Given data below:
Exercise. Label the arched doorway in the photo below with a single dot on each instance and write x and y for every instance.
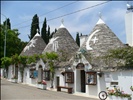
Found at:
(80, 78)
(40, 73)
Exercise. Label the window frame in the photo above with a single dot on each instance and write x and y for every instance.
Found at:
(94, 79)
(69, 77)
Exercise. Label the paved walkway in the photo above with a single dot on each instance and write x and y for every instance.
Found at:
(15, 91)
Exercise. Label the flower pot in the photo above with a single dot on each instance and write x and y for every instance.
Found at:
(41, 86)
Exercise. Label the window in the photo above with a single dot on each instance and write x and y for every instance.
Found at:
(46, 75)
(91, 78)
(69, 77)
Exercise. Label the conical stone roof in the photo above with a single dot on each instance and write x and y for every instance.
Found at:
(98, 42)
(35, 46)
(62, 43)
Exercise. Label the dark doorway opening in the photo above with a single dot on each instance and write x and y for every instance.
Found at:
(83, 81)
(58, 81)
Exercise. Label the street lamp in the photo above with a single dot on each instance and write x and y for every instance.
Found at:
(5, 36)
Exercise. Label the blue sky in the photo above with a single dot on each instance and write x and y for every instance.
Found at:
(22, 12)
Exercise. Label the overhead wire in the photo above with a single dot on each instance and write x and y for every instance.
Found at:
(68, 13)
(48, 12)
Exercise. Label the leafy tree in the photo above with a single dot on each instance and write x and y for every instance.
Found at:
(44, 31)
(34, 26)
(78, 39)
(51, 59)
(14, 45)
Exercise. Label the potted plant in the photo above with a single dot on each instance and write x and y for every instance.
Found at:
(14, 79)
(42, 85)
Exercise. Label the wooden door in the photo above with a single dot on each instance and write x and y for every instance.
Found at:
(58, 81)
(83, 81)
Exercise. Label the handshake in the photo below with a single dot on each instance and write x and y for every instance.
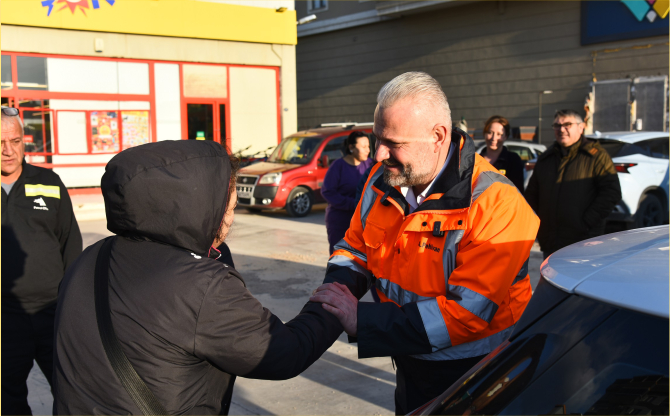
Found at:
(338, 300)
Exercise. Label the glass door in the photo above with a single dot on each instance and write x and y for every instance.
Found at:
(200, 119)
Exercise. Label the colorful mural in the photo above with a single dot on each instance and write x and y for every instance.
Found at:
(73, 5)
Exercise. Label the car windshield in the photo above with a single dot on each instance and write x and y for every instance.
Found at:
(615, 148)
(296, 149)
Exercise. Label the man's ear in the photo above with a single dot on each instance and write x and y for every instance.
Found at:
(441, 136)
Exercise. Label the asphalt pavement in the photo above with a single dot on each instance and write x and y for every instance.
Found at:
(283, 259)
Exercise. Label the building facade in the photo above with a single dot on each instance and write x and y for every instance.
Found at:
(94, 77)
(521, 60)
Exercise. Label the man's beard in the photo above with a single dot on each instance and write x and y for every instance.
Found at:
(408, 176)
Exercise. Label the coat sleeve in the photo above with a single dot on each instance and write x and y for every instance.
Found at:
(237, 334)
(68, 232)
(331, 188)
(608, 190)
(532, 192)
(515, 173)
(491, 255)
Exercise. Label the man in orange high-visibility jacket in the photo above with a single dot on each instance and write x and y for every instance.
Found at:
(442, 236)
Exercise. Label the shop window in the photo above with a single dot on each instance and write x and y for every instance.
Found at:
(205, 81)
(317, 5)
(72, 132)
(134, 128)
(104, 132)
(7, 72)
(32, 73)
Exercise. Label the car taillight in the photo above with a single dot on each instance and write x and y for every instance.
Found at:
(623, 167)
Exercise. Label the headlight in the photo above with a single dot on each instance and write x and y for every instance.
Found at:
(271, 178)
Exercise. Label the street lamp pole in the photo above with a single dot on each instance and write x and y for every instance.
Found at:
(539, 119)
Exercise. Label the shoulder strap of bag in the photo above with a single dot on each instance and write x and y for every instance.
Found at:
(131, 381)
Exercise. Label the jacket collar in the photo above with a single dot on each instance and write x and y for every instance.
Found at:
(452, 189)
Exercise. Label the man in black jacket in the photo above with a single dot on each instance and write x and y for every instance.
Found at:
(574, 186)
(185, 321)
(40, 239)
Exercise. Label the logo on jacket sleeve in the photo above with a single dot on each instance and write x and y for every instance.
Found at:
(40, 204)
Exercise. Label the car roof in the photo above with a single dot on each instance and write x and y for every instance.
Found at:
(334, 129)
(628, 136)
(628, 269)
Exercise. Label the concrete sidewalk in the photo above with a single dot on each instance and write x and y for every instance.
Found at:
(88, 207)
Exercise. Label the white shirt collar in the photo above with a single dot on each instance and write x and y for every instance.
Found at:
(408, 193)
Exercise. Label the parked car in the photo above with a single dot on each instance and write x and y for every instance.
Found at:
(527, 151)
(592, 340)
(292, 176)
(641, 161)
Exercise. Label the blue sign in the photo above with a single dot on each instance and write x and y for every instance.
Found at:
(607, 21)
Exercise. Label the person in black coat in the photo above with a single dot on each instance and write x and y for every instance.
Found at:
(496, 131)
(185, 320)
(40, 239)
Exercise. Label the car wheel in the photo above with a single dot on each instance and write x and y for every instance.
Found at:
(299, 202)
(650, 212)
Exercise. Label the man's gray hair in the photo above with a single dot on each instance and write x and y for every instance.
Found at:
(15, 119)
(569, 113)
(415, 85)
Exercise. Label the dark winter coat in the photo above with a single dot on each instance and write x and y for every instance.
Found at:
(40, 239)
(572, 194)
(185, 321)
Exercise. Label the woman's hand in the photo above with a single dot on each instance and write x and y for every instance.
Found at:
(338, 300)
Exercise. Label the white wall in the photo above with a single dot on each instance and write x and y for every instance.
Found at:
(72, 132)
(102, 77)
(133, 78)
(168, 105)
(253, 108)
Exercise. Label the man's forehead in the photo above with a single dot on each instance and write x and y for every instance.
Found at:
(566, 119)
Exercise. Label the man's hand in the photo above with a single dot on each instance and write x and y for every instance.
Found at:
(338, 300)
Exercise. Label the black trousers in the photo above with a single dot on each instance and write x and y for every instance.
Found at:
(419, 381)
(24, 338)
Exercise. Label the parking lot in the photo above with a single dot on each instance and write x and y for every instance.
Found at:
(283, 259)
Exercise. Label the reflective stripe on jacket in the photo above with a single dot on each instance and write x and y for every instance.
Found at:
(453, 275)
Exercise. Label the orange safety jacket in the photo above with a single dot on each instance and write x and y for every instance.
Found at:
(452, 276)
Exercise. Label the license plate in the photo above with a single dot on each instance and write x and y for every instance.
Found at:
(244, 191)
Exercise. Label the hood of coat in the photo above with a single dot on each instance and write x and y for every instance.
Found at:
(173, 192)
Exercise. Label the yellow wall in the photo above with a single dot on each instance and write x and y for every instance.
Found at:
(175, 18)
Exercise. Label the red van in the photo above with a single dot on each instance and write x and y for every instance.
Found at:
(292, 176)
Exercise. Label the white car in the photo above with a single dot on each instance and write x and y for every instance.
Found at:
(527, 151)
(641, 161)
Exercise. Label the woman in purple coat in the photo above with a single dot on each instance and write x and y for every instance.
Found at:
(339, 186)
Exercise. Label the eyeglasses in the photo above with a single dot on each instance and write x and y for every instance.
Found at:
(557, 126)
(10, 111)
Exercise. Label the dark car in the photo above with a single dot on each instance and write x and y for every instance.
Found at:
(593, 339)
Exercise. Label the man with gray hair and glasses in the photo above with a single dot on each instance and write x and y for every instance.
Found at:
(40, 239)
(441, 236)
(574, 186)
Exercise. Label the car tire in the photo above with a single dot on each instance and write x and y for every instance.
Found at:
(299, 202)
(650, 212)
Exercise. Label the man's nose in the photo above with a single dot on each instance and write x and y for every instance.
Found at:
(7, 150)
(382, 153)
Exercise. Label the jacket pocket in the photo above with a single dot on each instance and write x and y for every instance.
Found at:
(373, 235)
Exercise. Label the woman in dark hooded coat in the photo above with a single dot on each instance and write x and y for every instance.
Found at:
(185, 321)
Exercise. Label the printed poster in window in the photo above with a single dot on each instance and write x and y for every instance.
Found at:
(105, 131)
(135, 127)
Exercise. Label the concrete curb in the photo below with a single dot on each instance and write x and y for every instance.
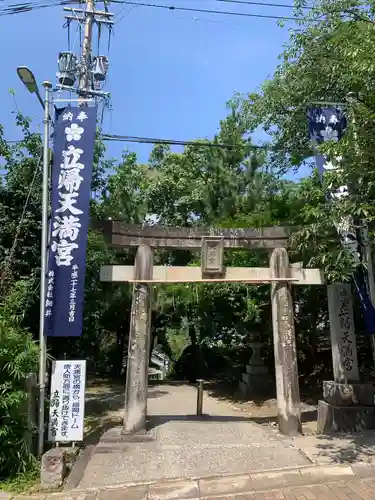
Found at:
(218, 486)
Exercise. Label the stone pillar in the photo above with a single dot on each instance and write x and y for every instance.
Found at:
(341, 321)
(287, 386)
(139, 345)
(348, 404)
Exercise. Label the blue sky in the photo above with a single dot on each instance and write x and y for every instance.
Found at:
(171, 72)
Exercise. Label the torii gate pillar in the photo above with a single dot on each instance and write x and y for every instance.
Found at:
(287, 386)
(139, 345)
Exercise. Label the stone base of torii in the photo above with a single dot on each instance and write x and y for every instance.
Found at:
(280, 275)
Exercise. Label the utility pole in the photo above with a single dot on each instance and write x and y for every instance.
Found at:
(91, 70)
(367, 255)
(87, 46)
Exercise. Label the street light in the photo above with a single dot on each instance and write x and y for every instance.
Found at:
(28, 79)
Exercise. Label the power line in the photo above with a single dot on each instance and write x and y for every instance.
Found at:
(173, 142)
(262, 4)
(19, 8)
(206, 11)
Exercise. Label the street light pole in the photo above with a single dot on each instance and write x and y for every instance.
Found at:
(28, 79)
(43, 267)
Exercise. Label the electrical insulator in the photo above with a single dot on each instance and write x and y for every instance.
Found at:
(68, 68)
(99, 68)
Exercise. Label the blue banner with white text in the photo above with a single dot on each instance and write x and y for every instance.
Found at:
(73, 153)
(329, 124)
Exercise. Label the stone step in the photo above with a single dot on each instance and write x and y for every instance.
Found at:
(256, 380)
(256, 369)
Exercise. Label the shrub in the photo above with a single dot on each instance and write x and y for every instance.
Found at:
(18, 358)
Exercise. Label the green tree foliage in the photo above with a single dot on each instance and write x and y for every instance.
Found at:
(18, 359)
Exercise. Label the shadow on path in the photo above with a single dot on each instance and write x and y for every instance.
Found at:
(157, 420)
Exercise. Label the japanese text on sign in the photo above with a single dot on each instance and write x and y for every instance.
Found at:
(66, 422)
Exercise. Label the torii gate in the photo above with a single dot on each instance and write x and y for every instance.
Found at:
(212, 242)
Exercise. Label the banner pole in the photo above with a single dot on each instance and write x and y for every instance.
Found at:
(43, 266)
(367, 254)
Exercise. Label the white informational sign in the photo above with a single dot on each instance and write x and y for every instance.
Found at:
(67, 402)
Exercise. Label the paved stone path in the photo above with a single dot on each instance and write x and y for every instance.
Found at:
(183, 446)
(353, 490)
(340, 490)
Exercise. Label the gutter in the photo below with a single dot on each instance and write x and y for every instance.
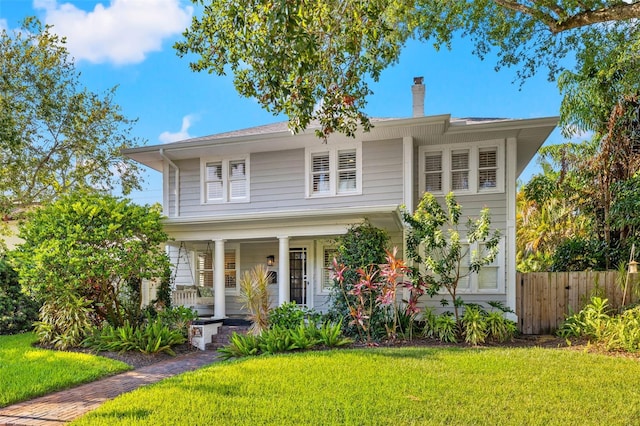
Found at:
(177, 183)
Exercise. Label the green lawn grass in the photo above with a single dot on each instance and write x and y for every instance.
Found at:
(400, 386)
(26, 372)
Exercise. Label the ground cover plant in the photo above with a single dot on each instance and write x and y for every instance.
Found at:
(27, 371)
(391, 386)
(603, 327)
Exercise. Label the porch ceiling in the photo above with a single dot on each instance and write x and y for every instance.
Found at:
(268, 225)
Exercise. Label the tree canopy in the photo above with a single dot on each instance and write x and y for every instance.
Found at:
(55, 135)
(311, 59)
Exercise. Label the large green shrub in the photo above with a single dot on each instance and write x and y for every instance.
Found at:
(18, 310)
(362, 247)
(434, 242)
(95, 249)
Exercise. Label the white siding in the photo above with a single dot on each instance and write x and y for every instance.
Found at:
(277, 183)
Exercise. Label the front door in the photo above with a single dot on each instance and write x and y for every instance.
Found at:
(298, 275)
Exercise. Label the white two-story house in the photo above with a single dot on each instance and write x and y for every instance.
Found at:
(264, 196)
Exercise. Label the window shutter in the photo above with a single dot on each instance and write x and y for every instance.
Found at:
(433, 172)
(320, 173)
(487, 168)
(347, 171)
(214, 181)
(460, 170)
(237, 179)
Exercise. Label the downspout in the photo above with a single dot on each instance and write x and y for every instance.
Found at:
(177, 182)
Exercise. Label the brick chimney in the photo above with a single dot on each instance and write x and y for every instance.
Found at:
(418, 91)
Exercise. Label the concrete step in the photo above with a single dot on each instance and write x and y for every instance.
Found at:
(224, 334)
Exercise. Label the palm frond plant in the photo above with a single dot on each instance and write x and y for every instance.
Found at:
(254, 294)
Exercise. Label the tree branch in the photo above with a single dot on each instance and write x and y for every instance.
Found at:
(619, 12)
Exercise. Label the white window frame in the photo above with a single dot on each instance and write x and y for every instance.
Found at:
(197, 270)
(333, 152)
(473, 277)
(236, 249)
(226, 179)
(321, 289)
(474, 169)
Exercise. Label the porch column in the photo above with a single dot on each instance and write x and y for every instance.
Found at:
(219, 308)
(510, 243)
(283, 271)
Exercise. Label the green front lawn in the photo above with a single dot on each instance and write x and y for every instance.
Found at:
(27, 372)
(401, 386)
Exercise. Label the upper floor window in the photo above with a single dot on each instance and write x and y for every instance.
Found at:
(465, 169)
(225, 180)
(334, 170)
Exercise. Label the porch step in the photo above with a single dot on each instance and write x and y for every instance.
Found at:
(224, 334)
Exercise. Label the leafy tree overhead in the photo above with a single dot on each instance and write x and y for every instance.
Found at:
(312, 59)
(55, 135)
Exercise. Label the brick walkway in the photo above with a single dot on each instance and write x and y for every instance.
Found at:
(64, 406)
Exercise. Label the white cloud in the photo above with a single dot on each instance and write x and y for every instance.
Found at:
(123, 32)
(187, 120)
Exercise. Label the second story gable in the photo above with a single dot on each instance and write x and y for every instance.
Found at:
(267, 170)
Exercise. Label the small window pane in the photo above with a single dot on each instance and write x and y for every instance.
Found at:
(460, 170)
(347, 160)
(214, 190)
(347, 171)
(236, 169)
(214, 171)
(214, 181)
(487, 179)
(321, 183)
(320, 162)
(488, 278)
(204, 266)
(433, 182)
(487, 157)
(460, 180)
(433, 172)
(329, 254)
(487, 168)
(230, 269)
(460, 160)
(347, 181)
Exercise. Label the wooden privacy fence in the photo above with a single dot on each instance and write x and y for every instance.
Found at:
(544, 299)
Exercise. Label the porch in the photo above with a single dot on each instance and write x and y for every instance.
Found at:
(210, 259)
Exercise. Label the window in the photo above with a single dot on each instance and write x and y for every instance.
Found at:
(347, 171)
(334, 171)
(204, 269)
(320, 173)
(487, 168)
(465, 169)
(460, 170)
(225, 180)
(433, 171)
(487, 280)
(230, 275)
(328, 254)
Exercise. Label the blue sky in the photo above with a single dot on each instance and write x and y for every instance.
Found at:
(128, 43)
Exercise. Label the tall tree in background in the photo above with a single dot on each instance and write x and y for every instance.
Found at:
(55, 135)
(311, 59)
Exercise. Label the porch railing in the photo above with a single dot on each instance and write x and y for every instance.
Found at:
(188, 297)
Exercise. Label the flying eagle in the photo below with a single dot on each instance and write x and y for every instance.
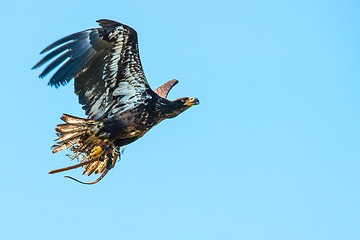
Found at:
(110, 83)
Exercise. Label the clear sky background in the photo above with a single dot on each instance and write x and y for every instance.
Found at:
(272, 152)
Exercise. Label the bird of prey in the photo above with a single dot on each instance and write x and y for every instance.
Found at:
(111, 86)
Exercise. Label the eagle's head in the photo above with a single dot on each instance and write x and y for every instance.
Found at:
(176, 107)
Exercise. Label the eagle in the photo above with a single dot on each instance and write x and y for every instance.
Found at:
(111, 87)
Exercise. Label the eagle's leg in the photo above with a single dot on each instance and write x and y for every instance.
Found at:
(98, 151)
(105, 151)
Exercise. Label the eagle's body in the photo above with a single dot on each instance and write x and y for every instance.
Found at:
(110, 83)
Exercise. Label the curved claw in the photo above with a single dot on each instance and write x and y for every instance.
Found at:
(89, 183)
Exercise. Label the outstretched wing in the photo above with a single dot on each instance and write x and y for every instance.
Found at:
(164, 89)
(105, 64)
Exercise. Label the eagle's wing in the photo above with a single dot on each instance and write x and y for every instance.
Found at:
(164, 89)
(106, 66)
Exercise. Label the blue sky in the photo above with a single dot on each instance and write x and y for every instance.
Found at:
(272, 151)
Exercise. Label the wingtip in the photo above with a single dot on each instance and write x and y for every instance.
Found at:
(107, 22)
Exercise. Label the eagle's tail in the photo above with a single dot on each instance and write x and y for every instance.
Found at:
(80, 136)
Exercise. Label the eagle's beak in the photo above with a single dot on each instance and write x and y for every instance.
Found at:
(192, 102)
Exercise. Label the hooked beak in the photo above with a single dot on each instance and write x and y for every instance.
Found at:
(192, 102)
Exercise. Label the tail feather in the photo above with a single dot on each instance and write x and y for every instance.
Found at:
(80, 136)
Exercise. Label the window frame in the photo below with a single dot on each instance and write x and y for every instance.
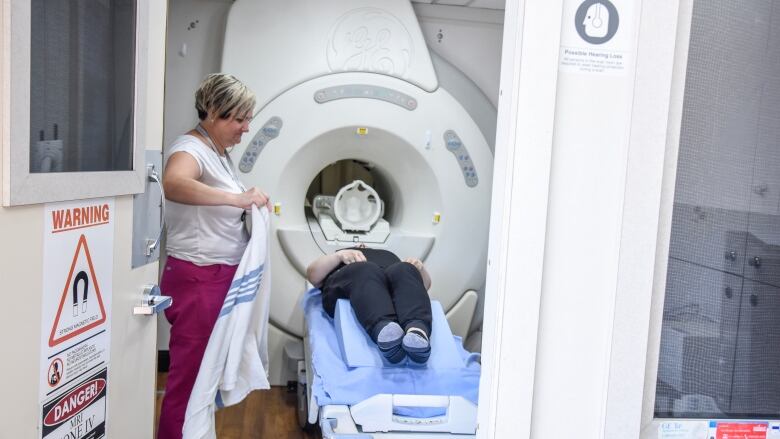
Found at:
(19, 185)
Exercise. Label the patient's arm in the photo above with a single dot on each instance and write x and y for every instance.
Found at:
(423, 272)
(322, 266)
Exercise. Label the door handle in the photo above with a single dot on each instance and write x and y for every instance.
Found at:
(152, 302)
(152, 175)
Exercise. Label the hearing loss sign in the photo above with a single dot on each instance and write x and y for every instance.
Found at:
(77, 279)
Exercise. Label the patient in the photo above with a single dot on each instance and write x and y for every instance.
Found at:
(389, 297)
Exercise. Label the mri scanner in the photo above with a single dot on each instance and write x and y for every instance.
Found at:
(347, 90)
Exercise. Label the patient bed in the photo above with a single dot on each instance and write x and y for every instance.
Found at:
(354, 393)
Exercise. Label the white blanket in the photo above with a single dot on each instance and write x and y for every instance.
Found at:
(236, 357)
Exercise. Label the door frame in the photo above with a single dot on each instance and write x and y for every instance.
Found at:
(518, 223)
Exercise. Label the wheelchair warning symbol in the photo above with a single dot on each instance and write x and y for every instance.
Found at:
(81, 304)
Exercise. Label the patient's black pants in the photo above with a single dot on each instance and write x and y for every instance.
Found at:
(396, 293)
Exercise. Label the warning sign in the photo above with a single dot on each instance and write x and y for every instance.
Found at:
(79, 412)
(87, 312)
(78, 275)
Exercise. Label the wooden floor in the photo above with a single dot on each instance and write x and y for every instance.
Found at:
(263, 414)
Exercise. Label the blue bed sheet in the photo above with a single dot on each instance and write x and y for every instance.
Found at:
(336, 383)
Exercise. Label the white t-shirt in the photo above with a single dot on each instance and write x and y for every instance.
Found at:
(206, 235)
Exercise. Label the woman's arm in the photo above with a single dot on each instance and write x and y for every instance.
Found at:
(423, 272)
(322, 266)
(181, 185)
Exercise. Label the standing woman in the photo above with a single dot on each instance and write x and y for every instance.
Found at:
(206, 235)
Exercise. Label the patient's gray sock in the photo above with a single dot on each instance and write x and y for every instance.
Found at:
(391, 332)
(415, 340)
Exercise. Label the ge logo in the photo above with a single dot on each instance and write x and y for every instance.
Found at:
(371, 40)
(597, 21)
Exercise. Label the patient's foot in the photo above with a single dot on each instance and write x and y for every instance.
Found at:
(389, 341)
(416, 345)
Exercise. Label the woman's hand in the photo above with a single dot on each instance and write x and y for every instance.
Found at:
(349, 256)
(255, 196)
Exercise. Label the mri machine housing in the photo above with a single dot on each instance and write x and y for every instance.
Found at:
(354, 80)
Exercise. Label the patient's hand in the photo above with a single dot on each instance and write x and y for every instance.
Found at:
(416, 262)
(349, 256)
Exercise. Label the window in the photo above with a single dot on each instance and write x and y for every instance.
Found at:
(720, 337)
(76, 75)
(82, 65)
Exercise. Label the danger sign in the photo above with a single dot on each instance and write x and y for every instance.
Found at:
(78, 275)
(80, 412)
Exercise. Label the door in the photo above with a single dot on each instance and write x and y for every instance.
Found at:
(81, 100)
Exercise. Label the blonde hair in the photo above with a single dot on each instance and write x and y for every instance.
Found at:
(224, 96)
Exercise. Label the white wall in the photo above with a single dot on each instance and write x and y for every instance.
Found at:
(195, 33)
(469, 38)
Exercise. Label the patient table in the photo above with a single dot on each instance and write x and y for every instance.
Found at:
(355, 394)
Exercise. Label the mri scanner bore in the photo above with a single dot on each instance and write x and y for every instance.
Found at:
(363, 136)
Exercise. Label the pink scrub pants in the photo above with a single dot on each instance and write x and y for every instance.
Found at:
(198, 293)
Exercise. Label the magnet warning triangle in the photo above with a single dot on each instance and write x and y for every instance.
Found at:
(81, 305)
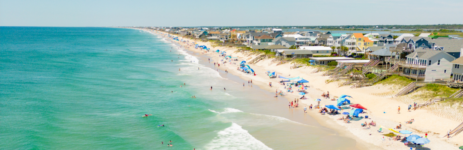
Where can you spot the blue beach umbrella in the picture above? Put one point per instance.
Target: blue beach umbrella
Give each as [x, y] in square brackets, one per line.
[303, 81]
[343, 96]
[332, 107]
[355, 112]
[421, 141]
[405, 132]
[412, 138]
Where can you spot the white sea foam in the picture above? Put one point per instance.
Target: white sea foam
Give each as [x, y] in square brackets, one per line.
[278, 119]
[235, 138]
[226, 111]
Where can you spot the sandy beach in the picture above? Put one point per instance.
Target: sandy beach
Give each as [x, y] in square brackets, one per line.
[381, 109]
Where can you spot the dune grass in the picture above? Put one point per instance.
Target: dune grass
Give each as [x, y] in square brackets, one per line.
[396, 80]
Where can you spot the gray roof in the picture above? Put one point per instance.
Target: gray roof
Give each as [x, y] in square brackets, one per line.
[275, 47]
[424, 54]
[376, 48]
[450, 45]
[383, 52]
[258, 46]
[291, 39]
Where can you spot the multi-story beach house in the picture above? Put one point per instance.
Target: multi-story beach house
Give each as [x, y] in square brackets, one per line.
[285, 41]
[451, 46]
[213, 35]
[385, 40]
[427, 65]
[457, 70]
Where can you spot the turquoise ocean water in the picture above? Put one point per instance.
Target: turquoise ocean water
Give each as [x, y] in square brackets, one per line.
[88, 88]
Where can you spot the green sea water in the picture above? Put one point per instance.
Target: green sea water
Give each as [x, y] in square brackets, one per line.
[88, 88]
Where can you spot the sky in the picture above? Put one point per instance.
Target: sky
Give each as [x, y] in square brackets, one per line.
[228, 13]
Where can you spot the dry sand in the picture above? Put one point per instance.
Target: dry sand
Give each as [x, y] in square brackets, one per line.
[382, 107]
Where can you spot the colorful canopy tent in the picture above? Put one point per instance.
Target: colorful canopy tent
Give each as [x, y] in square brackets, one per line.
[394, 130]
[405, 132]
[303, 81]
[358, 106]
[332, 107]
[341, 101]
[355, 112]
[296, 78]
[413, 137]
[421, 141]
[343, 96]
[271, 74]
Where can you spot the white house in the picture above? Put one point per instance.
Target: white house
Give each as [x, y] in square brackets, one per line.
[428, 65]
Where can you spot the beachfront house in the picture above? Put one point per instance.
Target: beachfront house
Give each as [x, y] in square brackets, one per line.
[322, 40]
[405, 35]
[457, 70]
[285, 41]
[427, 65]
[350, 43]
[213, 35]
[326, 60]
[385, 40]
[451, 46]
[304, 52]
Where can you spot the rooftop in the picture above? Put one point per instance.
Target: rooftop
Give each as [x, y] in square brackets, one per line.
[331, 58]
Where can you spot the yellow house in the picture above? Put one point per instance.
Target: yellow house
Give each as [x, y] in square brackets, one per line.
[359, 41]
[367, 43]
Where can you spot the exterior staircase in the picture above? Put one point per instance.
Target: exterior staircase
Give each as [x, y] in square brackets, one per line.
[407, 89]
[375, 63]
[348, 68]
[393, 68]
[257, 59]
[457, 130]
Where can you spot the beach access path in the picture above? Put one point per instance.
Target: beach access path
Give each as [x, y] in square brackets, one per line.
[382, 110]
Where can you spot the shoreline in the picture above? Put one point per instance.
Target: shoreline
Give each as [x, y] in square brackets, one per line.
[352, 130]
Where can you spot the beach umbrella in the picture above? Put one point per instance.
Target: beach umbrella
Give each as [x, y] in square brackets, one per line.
End of Given data.
→ Exercise aim
Copy out every line from the data above in which the word "walkway" occurs.

→ Result of this task
Exercise. Label the paved walkway in the photo above with a single dot on each instance and write x and y for every instance.
Exercise. Label the brick walkway in the photo above with a single dot on each instance and write x and y for every instance.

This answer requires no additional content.